## START MATERIAL FOR THE TASK
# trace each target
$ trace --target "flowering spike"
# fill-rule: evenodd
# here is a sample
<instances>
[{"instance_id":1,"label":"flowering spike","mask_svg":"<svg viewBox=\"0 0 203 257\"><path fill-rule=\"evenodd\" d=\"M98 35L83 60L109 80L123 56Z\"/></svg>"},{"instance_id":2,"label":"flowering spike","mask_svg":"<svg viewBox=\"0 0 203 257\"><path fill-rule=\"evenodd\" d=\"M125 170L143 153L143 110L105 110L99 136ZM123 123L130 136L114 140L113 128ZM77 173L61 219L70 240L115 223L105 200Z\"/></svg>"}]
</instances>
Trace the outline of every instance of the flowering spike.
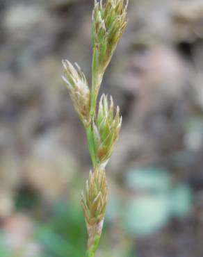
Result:
<instances>
[{"instance_id":1,"label":"flowering spike","mask_svg":"<svg viewBox=\"0 0 203 257\"><path fill-rule=\"evenodd\" d=\"M87 79L80 67L75 63L76 68L67 60L63 60L65 72L63 78L74 106L84 124L88 122L90 93Z\"/></svg>"}]
</instances>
## END MATERIAL FOR THE TASK
- **WORK TO BE COMPLETED**
Leave the pictures out and reproduce each record exactly as written.

- **WRITTEN RESPONSE**
# trace each target
$ trace --target "flowering spike"
# fill-rule: evenodd
# here is a sample
<instances>
[{"instance_id":1,"label":"flowering spike","mask_svg":"<svg viewBox=\"0 0 203 257\"><path fill-rule=\"evenodd\" d=\"M98 35L83 60L109 80L123 56Z\"/></svg>"},{"instance_id":2,"label":"flowering spike","mask_svg":"<svg viewBox=\"0 0 203 257\"><path fill-rule=\"evenodd\" d=\"M125 170L143 153L143 110L105 110L99 136ZM123 123L130 136L114 140L113 128ZM77 173L61 219L70 240L115 223L105 200Z\"/></svg>"}]
</instances>
Trace the outline of every instance of the flowering spike.
Result:
<instances>
[{"instance_id":1,"label":"flowering spike","mask_svg":"<svg viewBox=\"0 0 203 257\"><path fill-rule=\"evenodd\" d=\"M87 79L80 67L75 63L76 68L67 60L63 60L65 72L63 78L74 106L84 124L88 122L90 93Z\"/></svg>"}]
</instances>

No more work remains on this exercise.